Repeat the data below word for word, beginning with the line that contains "draw the outline of the tall snow wall" and continuing through the final line of the data.

(Shape annotation data)
▬▬▬
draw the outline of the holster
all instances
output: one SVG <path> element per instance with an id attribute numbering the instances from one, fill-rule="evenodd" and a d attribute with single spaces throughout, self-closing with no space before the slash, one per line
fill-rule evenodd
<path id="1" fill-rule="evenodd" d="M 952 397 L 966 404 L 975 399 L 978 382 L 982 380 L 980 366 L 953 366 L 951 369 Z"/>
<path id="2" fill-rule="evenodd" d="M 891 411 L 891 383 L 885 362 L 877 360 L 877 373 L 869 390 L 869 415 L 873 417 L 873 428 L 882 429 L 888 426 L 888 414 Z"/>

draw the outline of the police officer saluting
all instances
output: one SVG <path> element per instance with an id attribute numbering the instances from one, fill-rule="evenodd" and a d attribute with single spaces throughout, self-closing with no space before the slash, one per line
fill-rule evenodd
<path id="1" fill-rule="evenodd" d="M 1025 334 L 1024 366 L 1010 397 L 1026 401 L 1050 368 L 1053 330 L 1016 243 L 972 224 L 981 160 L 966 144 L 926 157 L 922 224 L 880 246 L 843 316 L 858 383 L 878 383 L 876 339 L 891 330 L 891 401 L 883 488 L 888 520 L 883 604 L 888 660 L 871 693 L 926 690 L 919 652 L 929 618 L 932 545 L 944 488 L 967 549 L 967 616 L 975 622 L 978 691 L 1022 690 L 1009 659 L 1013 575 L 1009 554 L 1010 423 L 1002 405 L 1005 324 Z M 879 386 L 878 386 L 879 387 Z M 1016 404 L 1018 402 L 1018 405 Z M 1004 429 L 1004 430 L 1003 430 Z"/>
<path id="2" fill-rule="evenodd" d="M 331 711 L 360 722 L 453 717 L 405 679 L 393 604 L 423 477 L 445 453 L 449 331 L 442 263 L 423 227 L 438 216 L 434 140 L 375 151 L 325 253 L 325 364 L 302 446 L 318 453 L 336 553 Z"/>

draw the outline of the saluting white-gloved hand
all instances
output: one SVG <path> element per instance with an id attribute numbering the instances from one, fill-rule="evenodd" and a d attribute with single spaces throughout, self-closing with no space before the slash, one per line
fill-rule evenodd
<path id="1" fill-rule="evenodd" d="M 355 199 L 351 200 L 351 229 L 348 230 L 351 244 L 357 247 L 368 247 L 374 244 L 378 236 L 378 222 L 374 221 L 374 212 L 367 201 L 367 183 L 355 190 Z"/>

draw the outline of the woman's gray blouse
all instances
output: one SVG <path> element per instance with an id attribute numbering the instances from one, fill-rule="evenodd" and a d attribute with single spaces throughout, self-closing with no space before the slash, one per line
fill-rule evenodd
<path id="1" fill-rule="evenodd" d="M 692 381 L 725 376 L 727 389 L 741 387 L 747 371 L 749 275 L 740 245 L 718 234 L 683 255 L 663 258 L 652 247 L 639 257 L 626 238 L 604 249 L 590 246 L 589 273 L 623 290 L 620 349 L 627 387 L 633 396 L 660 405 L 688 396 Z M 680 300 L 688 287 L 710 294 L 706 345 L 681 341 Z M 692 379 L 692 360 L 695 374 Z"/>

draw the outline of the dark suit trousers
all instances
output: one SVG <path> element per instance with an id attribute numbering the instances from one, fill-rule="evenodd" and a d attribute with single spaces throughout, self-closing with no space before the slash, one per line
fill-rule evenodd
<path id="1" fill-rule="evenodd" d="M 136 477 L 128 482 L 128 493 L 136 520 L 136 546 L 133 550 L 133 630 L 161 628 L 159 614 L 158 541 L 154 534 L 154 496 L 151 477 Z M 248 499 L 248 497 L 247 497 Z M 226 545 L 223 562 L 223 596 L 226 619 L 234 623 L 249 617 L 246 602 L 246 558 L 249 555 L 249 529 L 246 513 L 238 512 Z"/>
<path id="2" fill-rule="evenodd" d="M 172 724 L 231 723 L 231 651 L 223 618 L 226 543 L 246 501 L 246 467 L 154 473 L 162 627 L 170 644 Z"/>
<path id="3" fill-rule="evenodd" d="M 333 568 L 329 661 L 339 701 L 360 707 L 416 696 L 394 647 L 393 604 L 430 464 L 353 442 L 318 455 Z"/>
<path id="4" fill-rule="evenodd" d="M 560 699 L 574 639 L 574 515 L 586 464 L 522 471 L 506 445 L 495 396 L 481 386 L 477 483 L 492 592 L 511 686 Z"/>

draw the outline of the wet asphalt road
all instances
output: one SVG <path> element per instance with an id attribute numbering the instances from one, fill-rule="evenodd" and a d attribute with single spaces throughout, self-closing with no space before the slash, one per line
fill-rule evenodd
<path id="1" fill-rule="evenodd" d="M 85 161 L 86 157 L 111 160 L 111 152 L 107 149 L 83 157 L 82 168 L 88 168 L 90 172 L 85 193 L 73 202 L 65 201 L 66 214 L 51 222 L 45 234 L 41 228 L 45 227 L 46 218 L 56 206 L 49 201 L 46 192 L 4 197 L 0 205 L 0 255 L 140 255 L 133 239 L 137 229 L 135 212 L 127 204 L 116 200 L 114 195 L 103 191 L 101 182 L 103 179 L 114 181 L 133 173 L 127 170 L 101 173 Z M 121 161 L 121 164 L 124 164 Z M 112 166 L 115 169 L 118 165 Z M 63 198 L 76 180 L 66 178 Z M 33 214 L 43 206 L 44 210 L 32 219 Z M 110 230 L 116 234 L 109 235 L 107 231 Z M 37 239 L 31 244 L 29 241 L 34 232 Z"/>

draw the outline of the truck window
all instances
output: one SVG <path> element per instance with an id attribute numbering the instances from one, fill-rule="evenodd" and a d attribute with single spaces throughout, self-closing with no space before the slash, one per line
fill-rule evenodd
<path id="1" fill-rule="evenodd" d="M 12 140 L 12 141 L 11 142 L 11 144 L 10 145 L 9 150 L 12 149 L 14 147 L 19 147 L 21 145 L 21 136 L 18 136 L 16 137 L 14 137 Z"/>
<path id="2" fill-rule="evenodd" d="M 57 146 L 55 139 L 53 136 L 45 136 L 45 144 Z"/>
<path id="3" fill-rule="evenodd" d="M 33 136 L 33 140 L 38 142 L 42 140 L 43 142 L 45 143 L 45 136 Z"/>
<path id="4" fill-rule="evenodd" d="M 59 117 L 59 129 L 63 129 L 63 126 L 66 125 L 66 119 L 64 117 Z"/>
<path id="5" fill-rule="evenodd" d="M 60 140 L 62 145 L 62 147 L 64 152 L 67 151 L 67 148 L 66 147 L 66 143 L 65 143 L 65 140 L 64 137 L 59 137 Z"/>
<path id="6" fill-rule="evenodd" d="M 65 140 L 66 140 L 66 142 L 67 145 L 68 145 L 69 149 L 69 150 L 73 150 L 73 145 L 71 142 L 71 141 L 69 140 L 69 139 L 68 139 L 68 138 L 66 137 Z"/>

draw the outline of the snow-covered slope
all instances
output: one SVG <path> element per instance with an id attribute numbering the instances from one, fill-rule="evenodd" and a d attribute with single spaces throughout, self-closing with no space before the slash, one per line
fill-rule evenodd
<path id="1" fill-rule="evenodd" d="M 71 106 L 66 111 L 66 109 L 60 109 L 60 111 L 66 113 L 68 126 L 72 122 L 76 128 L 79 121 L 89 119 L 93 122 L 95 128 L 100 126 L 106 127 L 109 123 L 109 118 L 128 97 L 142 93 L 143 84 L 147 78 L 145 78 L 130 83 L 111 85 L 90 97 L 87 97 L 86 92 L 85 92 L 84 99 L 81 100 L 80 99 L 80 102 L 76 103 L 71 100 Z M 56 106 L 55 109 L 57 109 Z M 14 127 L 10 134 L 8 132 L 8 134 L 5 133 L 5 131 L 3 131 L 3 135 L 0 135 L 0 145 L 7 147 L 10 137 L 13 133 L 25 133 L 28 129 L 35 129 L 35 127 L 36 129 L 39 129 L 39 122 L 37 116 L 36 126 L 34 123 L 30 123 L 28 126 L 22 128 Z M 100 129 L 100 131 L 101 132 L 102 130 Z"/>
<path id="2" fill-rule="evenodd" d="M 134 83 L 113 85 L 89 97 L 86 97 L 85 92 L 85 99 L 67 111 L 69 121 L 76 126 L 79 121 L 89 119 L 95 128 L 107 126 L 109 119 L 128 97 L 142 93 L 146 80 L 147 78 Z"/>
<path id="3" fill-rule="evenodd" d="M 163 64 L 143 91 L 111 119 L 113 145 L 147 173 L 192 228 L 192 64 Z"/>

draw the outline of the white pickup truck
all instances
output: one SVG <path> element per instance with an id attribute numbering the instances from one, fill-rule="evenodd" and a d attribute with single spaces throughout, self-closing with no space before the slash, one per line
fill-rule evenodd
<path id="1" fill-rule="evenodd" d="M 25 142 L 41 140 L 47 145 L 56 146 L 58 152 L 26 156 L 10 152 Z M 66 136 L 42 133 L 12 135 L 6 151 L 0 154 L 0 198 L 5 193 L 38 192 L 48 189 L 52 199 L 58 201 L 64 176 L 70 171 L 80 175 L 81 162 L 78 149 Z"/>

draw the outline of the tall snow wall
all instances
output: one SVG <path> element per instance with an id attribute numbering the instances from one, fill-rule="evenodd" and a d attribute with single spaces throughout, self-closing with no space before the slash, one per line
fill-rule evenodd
▬▬▬
• In response:
draw the outline of the tall snow wall
all instances
output: one SVG <path> element per instance with an id attribute numbering the instances from one, fill-rule="evenodd" and a d attribute with single spaces throughout, self-closing with no space before the slash, one per line
fill-rule evenodd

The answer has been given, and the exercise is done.